While we are normally hesitant to allow any interference with communications between prison inmates and the courts, we have no hesitancy in this case, in agreeing with the district court that appellant "had not been punished for filing necessary legal papers." Forfeiture of good time credit is expressly permitted by statute, 18 U.S.C. § 4165,2 and the decision of prison officials to cancel it is conclusive, in the absence of a showing that the officials acted arbitrarily, capriciously or fraudulently. See Smoake v. Willingham, 359 F.2d 386 (10th Cir. 1966); Roberts v. Pegelow, 313 F.2d 548 (4th Cir. 1963); Berndt v. Looney, 114 F. Supp. 21 (W.D. Ark. 1953). We are likewise convinced that there was a factual basis for the charge of unauthorized use of a typewriter. No abuse of discretion sufficient to justify intervention of a federal court has been shown in this case.
In a supplemental petition the appellant complained that prison officials refused to mail a letter and a copy of a brief he wrote, to the editor of a newspaper. The letter allegedly was destroyed and the brief was returned to the appellant. As the district court held, such letters are not "legal correspondence" but are subject to the prison regulations which govern mailing lists, approved correspondents, and other such matters. See Schack v. Wainwright, 391 F.2d 608 (5th Cir. 1968) cert. denied, 392 U.S. 915, 88 S. Ct. 2078, 20 L. Ed. 2d 1375, and cases there cited.

▸ What you will do: Please continue the court opinion on the inmate's lost good time credit and blocked mail, starting right after its last sentence.

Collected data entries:
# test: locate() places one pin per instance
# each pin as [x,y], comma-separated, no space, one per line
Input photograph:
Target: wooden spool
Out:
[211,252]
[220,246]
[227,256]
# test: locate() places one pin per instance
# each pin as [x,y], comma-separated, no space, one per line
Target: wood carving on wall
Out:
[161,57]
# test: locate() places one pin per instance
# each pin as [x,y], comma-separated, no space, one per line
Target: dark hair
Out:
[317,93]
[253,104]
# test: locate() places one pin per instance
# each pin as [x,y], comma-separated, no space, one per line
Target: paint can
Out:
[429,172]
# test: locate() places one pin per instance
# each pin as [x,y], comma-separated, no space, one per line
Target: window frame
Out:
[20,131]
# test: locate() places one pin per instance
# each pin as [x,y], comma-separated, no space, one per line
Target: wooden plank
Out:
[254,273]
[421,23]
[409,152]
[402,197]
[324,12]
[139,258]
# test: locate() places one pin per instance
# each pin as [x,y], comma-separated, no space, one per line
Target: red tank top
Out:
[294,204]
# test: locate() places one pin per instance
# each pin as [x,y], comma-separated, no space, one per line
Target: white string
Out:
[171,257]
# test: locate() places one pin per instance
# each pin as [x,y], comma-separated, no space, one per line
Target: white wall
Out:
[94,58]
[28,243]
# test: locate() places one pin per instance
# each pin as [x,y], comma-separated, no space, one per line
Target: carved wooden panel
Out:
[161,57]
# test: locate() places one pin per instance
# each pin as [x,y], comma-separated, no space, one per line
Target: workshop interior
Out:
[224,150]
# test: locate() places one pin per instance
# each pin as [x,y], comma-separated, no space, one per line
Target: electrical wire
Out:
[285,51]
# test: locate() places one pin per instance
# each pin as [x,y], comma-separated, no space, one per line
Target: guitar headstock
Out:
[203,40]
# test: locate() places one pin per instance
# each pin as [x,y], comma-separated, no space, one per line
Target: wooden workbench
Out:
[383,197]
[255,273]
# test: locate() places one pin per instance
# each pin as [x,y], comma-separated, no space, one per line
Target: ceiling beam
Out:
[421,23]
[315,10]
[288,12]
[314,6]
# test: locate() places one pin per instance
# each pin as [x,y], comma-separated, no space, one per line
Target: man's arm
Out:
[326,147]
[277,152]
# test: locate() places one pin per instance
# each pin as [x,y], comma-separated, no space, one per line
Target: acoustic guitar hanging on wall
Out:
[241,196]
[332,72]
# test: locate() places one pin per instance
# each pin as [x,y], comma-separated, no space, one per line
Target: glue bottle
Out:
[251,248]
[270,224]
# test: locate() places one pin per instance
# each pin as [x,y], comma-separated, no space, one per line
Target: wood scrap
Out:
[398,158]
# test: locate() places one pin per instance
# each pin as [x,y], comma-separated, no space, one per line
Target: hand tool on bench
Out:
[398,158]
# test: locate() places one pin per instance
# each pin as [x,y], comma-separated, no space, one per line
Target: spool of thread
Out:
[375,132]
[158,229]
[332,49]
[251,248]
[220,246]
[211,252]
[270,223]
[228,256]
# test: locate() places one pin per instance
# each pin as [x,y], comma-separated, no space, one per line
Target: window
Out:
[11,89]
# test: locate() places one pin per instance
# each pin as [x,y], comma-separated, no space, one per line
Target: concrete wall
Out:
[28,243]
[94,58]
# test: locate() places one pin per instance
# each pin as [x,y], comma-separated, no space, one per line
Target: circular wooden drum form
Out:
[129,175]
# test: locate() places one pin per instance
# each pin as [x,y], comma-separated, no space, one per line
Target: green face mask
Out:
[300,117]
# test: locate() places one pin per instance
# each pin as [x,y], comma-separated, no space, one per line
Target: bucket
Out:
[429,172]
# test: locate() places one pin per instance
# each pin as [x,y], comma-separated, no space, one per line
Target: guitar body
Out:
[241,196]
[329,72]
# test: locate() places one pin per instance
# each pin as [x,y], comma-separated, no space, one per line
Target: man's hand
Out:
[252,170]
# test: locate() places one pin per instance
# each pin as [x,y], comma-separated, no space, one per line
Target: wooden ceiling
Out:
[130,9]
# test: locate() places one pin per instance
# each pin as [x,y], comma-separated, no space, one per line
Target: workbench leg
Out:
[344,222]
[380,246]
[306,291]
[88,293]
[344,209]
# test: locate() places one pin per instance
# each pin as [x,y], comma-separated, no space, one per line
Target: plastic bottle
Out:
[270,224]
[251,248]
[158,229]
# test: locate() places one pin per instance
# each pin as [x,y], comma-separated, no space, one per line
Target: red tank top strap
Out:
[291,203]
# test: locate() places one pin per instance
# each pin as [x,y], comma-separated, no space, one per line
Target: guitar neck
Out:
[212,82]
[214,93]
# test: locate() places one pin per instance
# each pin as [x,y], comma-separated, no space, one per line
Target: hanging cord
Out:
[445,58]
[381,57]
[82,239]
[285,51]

▸ Reply to the task:
The judgment of the district court is affirmed.
 Rule 18, 5th Cir. See Isbell Enterprises, Inc. v. Citizens Casualty Co. of New York et al., 5th Cir. 1970, 431 F.2d 409, Part I
The record shows that the appellant has been transferred to a federal prison in Illinois; he does not contend that he is still in solitary confinement
The statute provides:
If during the term of imprisonment a prisoner commits any offense or violates the rules of the institution, all or any part of his earned good time may be forfeited.